According to Rabbi Nechemia Vogel, the life of a Chabad Rabbi and campus emissary can best be described as “as close as it gets to 24/7.”
Vogel, a campus Rabbi with over two decades of experience with Jewish students at the University of Rochester, New York, is one of a committee of emissaries behind the annual International Conference for Campus Shluchim, which ran last weekend in upstate New York. At the conference’s opening session last Wednesday at Chabad of Midtown, Manhattan, he outlined the objectives for some 70 conference participants.
“Within the family of Chabad Shluchim,” he told his colleagues, “campus Shluchim are a family unto themselves. We lead lifestyles and face challenges different from other emissaries.” The purpose of the weekend, he explained, was to address the unique issues facing a campus Shliach and to provide a forum where they, together with their wives and children, could share experiences and gain insight and inspiration from each other. The conference schedule, according to coordinator Rabbi Menachem Schmidt of Philadelphia, includes lectures and workshops on a wide range of topics, “everything from family issues to faculty involvement to fundraising,” and ample opportunity for informal interaction.

* **WHAT IS BEING ASKED**
Set down the passage of the article on the campus emissaries' conference between "According to Rabbi" and "70 conference participants.", inclusive. The listing after this article plays no part in the work here.

Saved entries:
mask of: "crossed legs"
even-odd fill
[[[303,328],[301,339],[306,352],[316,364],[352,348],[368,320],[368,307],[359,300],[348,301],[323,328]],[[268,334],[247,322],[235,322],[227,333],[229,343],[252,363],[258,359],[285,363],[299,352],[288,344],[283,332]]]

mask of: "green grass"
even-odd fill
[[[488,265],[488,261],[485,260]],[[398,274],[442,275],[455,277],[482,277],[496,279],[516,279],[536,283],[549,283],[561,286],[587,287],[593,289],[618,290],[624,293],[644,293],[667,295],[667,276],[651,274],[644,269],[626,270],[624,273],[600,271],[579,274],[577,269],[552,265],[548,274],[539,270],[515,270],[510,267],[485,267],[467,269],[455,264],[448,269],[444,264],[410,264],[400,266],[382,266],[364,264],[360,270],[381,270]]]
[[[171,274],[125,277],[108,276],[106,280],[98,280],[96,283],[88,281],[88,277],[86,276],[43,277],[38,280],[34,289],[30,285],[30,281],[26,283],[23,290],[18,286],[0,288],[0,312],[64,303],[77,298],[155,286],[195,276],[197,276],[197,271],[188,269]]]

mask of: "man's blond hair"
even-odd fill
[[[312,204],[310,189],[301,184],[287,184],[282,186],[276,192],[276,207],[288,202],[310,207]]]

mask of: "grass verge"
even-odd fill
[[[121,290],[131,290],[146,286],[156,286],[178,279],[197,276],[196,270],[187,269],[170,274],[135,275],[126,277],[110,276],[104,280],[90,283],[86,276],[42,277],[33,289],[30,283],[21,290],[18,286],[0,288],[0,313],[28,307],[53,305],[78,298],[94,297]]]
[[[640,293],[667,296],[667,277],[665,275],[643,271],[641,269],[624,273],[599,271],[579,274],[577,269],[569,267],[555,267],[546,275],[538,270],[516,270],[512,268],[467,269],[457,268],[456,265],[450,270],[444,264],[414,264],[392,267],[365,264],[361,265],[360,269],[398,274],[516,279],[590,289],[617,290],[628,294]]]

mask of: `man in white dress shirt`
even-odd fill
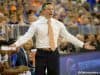
[[[84,47],[87,49],[94,49],[89,44],[84,44],[76,37],[71,35],[60,21],[52,18],[54,12],[54,5],[52,3],[44,3],[41,7],[40,17],[37,21],[33,22],[29,30],[19,38],[11,46],[20,47],[34,35],[36,37],[36,71],[35,75],[45,75],[45,69],[47,69],[47,75],[59,75],[59,53],[57,50],[57,40],[59,36],[66,38],[72,44],[78,47]],[[52,27],[53,38],[52,47],[50,44],[49,36],[49,24]]]

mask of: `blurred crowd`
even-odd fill
[[[19,38],[21,36],[19,31],[22,32],[19,27],[29,27],[32,22],[36,21],[40,8],[45,2],[55,4],[53,17],[63,22],[69,32],[81,41],[95,46],[97,51],[100,50],[100,0],[0,0],[0,46],[9,45]],[[24,32],[26,31],[25,29]],[[17,38],[11,34],[18,34]],[[62,37],[58,41],[59,50],[65,53],[89,51],[73,46]],[[29,66],[34,75],[35,53],[34,50],[32,52],[32,49],[35,49],[34,42],[33,37],[31,42],[29,41],[19,49],[19,52],[12,54],[8,58],[11,61],[10,66]],[[28,56],[24,56],[25,53],[28,53]]]

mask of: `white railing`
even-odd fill
[[[29,25],[15,25],[15,24],[8,24],[5,26],[5,33],[0,36],[3,36],[6,40],[9,38],[17,39],[18,37],[22,36],[29,28]],[[10,30],[9,30],[10,29]],[[86,26],[77,26],[77,27],[67,27],[68,31],[72,33],[73,35],[76,35],[78,33],[81,34],[96,34],[100,32],[100,25],[86,25]]]

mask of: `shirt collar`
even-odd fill
[[[41,22],[47,22],[48,19],[44,16],[39,16],[39,19],[41,20]]]

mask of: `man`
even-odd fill
[[[45,75],[45,69],[47,69],[47,75],[59,75],[59,53],[57,50],[59,36],[66,38],[76,46],[84,46],[88,49],[94,48],[68,33],[63,23],[52,18],[53,13],[54,5],[52,3],[44,3],[38,20],[32,23],[24,36],[11,45],[19,47],[35,35],[37,48],[35,75]]]

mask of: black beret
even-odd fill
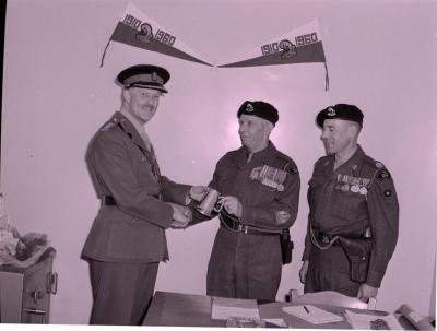
[[[364,115],[357,106],[347,104],[336,104],[335,106],[329,106],[321,110],[316,118],[317,125],[322,128],[326,119],[345,119],[357,122],[359,127],[363,127]]]
[[[142,87],[157,90],[167,93],[164,84],[168,82],[170,74],[161,67],[151,64],[137,64],[129,67],[117,75],[117,81],[125,87]]]
[[[238,109],[237,117],[239,118],[241,115],[251,115],[267,119],[273,126],[280,119],[276,108],[264,102],[244,102]]]

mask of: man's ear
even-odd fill
[[[272,132],[273,128],[274,128],[274,126],[273,126],[271,122],[267,122],[267,123],[264,125],[264,132],[265,132],[265,134],[269,135],[270,132]]]

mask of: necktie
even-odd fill
[[[145,131],[142,131],[142,132],[141,132],[141,138],[143,139],[144,144],[145,144],[147,151],[150,152],[150,151],[151,151],[151,142],[150,142],[149,134],[145,133]]]

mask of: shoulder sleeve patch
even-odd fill
[[[378,172],[378,175],[376,175],[376,178],[378,178],[379,181],[382,181],[385,179],[391,178],[391,175],[387,169],[381,169]]]
[[[376,166],[378,169],[382,169],[382,168],[383,168],[383,164],[380,163],[379,161],[375,162],[375,166]]]
[[[288,173],[292,174],[292,175],[297,174],[298,173],[297,167],[291,167],[288,169]]]
[[[113,128],[114,127],[114,122],[107,122],[106,125],[104,125],[102,128],[101,128],[101,131],[107,131],[107,130],[109,130],[110,128]]]

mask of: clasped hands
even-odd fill
[[[198,202],[202,201],[203,197],[208,193],[209,188],[204,186],[192,186],[189,191],[189,197]],[[241,217],[243,205],[236,197],[224,196],[220,197],[218,204],[222,204],[227,213]],[[186,228],[192,221],[192,211],[190,208],[177,203],[169,203],[173,208],[173,223],[172,228]]]
[[[193,186],[190,188],[188,196],[196,201],[201,201],[208,192],[208,187]],[[192,221],[192,211],[190,208],[177,203],[169,203],[173,208],[172,228],[186,228],[188,223]]]

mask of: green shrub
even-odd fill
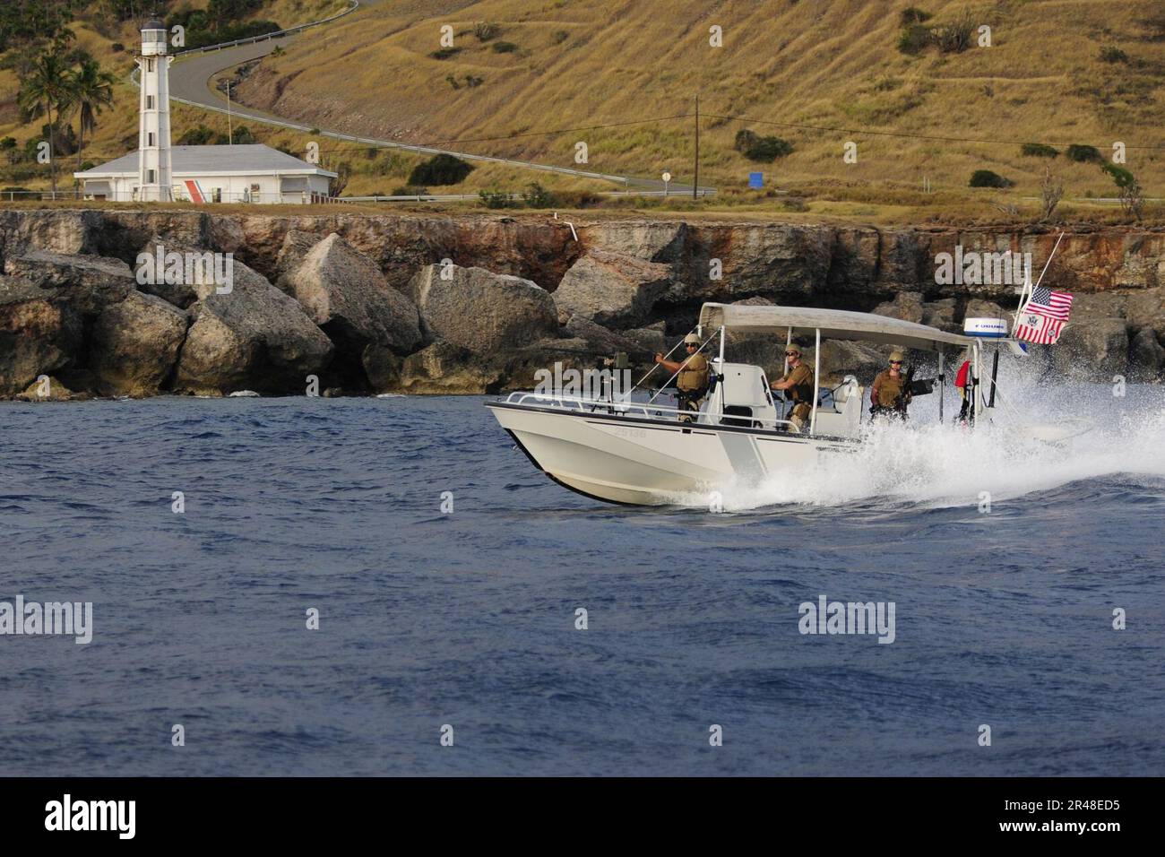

* **SOLUTION**
According to Rabbi Nechemia Vogel, the life of a Chabad Rabbi and campus emissary can best be described as “as close as it gets to 24/7.”
Vogel, a campus Rabbi with over two decades of experience with Jewish students at the University of Rochester, New York, is one of a committee of emissaries behind the annual International Conference for Campus Shluchim, which ran last weekend in upstate New York. At the conference’s opening session last Wednesday at Chabad of Midtown, Manhattan, he outlined the objectives for some 70 conference participants.